**ABOUT THIS EXERCISE:**
Lines to be reproduced exactly: the one that holds "Practice. Find the white baseboard" and all those after it through the end of the data. Include no others.

Stored data
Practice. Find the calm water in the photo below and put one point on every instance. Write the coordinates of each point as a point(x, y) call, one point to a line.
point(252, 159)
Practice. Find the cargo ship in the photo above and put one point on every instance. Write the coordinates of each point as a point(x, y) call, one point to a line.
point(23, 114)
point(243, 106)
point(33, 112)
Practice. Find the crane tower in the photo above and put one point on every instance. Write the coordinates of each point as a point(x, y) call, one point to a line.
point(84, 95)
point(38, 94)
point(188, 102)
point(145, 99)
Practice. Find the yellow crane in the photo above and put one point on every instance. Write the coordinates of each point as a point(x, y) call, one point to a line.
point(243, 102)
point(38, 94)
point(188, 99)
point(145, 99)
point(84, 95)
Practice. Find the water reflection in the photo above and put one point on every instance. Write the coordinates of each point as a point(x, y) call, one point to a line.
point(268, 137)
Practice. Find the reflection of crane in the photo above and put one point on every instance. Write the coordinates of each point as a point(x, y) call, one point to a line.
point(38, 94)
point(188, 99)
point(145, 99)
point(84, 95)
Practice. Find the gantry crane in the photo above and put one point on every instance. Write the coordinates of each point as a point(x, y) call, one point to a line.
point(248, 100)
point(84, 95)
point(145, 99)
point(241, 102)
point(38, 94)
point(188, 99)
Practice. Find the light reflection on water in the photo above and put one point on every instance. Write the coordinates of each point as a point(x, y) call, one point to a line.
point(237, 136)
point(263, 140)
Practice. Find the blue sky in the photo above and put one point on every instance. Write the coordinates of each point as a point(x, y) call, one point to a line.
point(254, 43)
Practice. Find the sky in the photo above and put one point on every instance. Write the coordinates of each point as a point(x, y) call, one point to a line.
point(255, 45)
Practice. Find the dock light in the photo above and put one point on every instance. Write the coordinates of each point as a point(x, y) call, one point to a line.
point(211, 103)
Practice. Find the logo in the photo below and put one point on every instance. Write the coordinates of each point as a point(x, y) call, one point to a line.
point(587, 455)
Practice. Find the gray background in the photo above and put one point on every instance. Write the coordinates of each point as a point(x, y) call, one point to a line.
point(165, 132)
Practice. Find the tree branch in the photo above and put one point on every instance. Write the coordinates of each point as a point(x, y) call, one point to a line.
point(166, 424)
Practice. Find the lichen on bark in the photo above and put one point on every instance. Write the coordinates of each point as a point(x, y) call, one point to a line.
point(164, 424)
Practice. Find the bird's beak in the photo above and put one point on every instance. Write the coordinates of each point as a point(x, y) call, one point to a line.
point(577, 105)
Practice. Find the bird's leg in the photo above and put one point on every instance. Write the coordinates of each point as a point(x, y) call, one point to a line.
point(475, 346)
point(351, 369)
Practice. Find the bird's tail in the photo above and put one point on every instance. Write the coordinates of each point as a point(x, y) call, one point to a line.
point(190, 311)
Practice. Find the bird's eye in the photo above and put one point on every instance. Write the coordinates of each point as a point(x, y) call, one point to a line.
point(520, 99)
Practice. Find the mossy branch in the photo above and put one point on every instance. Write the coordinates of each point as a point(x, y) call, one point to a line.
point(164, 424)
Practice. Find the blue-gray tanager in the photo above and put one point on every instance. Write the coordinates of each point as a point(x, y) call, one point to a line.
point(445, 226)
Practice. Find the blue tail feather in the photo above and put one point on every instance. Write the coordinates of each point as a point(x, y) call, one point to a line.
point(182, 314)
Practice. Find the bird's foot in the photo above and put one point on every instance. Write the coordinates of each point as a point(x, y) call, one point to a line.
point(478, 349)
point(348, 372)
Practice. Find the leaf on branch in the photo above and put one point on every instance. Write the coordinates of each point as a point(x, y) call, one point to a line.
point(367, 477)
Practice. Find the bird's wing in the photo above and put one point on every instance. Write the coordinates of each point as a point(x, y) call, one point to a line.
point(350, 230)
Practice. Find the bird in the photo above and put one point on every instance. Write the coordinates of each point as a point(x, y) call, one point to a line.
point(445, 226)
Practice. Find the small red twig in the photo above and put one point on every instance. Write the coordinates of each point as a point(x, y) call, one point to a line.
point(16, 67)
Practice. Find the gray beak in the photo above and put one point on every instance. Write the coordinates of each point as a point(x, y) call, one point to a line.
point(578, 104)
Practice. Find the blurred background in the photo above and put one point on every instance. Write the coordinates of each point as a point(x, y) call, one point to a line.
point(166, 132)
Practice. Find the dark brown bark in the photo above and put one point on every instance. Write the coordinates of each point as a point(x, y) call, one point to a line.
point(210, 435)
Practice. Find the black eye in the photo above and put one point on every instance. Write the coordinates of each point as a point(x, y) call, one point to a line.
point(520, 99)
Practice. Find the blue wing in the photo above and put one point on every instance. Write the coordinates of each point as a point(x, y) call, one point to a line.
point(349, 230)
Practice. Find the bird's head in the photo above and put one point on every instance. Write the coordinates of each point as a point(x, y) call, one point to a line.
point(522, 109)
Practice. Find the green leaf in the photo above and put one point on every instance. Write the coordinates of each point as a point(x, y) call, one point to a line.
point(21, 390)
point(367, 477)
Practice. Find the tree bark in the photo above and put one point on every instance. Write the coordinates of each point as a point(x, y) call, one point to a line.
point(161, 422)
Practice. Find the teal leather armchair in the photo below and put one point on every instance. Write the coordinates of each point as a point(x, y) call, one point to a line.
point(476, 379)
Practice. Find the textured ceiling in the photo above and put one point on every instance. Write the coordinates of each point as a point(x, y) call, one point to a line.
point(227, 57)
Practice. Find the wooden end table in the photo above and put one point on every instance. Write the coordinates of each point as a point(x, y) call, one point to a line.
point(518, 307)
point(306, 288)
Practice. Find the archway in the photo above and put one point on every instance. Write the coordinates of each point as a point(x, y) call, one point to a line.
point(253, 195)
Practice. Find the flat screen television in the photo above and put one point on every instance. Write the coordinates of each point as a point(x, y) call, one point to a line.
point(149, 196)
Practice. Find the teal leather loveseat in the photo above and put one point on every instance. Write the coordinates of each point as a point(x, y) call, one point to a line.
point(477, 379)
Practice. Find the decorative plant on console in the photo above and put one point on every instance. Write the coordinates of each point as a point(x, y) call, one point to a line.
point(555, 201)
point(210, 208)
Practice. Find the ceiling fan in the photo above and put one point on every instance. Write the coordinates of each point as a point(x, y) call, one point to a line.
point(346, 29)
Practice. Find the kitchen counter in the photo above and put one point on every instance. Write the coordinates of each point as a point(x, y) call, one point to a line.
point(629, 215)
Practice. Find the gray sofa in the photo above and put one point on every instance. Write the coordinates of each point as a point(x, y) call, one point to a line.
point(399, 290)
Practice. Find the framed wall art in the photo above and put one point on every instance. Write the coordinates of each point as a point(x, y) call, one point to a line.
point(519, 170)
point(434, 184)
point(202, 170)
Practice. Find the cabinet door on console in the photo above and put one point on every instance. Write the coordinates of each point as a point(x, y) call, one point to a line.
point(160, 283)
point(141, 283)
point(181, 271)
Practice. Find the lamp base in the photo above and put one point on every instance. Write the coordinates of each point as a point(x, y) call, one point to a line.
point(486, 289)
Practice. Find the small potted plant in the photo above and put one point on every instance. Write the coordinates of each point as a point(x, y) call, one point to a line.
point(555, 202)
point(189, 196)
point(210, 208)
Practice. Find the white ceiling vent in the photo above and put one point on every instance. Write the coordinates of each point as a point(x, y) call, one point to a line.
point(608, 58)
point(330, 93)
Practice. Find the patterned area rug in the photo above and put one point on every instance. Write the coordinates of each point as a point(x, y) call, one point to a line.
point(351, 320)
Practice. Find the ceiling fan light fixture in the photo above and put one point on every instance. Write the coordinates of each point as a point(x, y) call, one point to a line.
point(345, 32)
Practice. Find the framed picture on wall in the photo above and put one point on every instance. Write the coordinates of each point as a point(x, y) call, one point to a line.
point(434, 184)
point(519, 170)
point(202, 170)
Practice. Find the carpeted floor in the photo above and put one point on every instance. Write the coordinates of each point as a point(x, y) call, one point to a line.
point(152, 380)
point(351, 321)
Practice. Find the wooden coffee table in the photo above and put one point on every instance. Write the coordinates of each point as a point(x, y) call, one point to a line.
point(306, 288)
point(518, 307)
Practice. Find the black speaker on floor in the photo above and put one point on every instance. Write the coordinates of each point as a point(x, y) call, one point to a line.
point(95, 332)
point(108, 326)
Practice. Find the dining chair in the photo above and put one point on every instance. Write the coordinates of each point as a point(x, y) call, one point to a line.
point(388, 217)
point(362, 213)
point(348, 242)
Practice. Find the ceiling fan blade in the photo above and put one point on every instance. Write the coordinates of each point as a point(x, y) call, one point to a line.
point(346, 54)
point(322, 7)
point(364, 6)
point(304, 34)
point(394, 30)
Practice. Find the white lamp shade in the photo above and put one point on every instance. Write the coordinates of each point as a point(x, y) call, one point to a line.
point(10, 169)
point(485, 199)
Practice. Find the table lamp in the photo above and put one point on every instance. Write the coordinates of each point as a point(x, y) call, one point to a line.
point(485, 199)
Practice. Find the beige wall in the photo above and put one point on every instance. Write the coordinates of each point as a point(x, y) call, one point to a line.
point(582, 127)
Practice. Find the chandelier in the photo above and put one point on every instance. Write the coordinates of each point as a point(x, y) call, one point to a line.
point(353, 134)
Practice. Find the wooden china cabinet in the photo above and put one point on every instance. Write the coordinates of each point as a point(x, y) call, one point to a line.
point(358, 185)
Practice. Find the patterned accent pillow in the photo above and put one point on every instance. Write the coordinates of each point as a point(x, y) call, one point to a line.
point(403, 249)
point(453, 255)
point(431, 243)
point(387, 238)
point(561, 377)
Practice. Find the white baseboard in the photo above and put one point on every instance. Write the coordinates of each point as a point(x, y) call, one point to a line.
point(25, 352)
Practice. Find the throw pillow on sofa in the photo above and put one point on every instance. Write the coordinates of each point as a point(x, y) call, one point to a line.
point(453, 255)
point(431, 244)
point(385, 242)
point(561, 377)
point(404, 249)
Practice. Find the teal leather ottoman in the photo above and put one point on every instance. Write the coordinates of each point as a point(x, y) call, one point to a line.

**EXERCISE OUTPUT:**
Practice. Find the white baseboard in the photo above and put one point on every instance. Write the coordinates of each point as a point(x, y) call, one point to a line.
point(25, 352)
Practice. Find the throw pillow on sofa in the photo above and put one point on every instance. Write the coordinates of each point as a point(x, y) call, one point to a line.
point(453, 255)
point(431, 244)
point(385, 242)
point(561, 377)
point(404, 249)
Practice. Find the teal leather ottoman in the photo above and put one point on every instance. Write the coordinates of each point as a point(x, y) call, one point to a line.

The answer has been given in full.